The task:
Revise the stretch from the line containing "find the yellow flag" through the end of the items, replacing "water tower" with "water tank" and leaving everything else unchanged. Leave the pictures out of your answer.

Data extract:
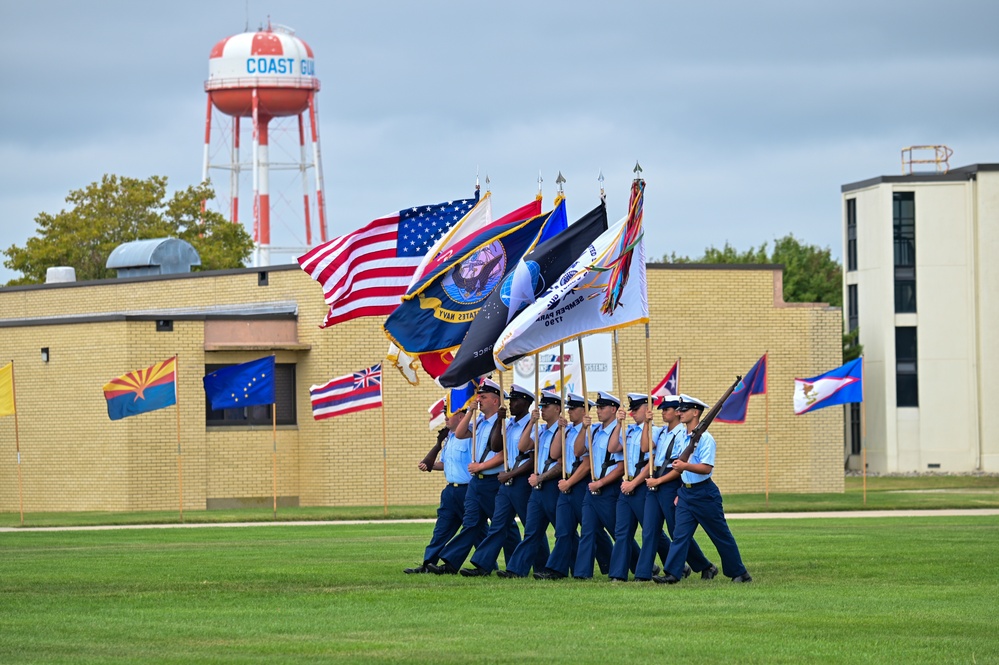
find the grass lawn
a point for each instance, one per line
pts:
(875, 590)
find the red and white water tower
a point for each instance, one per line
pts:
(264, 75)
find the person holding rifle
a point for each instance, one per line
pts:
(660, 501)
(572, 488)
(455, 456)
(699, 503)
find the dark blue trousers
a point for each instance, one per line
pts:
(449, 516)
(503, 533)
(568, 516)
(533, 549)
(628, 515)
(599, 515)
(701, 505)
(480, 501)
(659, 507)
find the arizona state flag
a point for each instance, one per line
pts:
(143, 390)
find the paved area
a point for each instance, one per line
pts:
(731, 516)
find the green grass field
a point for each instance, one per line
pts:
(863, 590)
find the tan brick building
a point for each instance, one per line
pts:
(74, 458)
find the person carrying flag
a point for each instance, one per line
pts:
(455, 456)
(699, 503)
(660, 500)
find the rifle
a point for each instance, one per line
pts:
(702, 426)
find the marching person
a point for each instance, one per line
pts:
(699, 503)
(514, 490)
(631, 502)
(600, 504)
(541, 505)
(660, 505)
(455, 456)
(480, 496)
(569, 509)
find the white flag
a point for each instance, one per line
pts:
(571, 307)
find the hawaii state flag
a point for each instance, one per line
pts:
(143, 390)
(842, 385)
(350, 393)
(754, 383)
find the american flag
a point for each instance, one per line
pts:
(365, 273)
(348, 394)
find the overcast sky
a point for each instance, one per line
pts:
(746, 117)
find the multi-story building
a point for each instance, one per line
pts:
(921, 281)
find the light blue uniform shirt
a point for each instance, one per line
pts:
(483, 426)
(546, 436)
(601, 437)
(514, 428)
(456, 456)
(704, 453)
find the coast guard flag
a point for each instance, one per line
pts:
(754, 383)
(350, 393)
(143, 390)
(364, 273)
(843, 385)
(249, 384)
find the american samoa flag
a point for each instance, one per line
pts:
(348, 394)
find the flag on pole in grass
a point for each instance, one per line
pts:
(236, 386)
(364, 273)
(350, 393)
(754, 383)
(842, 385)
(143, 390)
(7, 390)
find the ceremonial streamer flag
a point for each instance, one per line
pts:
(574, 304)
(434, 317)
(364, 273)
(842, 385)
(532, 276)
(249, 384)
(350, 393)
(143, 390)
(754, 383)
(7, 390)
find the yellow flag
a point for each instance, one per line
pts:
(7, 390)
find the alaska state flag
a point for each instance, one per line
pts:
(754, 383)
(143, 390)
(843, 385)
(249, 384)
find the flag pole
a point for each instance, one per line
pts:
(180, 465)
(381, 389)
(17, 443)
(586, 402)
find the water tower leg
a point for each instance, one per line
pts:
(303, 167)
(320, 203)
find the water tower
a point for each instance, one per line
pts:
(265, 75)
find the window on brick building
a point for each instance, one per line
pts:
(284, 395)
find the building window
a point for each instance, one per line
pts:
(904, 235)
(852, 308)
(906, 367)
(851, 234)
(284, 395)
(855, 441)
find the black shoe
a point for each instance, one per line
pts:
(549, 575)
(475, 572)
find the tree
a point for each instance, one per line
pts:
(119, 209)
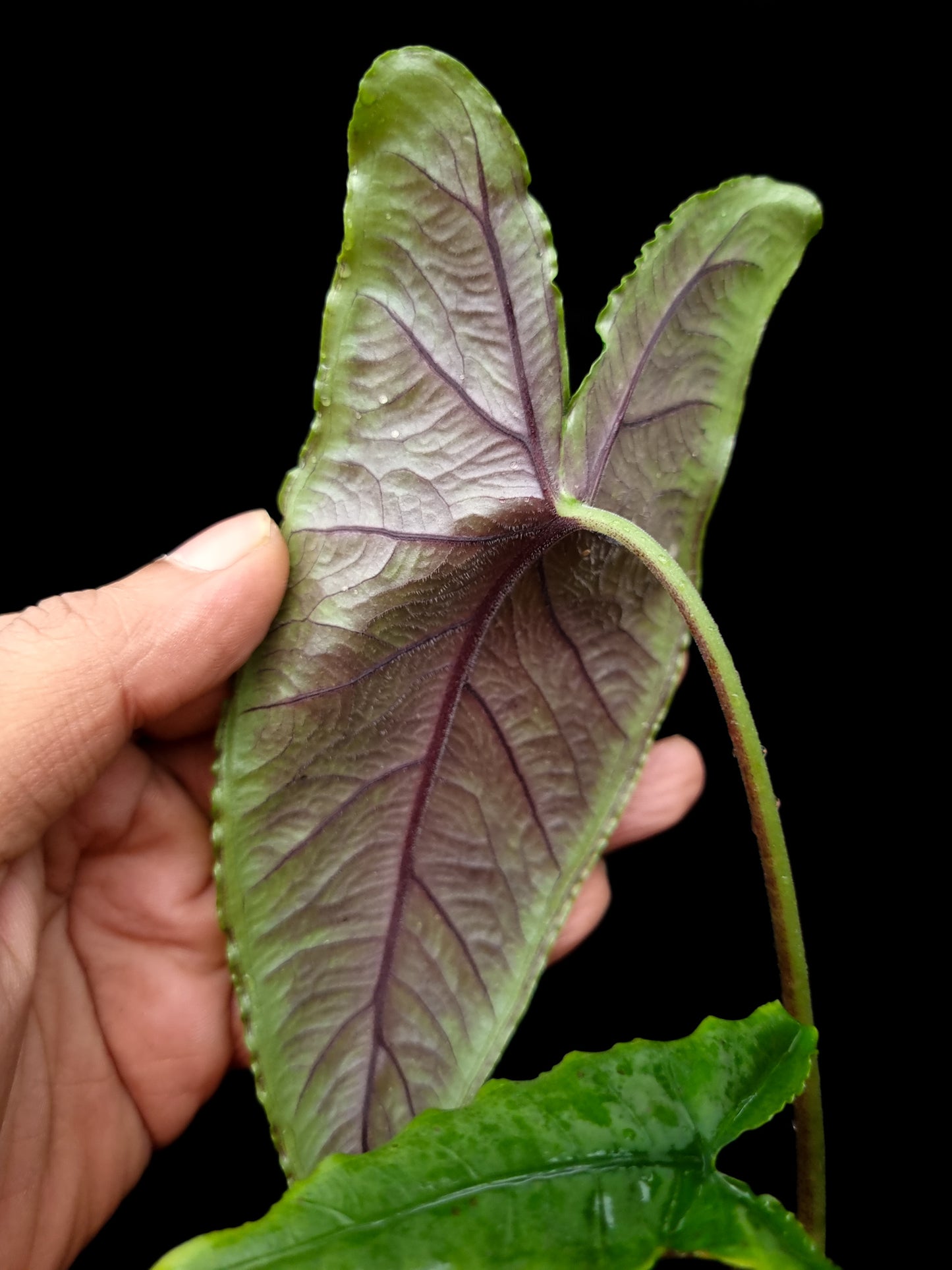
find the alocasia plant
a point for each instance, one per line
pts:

Output below:
find the yellow flag
a point for each instance, one per line
pts:
(7, 390)
find the alaska state flag
a point for each instance, one per line
pts:
(754, 383)
(143, 390)
(843, 385)
(249, 384)
find the flag pole
a point for each instance, one per line
pts:
(180, 465)
(381, 389)
(17, 443)
(586, 402)
find the water tank leg
a point for each instance, one per line
pts:
(303, 167)
(320, 203)
find the water tank
a point for each instance, one per line
pts:
(265, 75)
find the window on brick building
a point for each instance, one per line
pts:
(284, 395)
find the building window
a point for each instance, one per line
pts:
(904, 235)
(852, 308)
(906, 367)
(851, 234)
(284, 395)
(855, 441)
find the black shoe
a point for each instance, one per line
pts:
(549, 575)
(475, 572)
find the tree
a point for each instance, one per line
pts:
(119, 209)
find the alocasia plant
a point for each instance, one per line
pts:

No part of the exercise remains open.